**EXERCICE**
Recopiez à l'identique toutes les lignes des enregistrements ci-dessous, en omettant les images dans votre réponse.

[Entrées du jeu de données]
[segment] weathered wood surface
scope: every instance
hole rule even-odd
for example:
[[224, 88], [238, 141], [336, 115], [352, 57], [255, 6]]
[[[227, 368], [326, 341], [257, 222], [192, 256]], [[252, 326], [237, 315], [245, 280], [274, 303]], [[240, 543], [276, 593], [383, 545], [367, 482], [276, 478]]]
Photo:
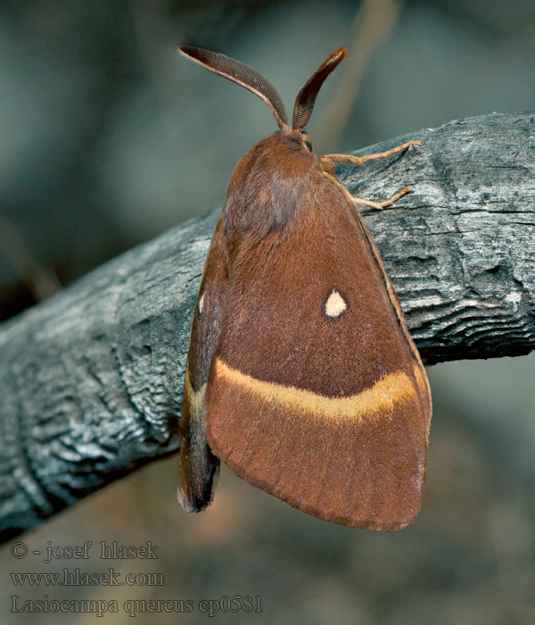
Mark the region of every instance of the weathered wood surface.
[[[451, 121], [341, 169], [428, 363], [535, 345], [535, 113]], [[325, 207], [327, 210], [327, 207]], [[219, 209], [99, 267], [0, 328], [0, 536], [177, 450], [188, 335]], [[303, 271], [303, 279], [309, 270]]]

**CORRIGÉ**
[segment] weathered wood surface
scope: every instance
hole rule even-odd
for example:
[[224, 88], [238, 141], [336, 115], [352, 57], [255, 6]]
[[[227, 368], [326, 341], [257, 222], [192, 256]], [[252, 326], [237, 315], [245, 280], [274, 303]], [[240, 543], [276, 593], [383, 545], [367, 482], [276, 478]]]
Photo:
Mark the region of every instance of the weathered wood surface.
[[[451, 121], [341, 169], [428, 363], [535, 345], [535, 113]], [[325, 207], [327, 210], [327, 207]], [[219, 209], [99, 267], [0, 328], [0, 536], [177, 450], [188, 335]], [[303, 271], [303, 279], [309, 270]]]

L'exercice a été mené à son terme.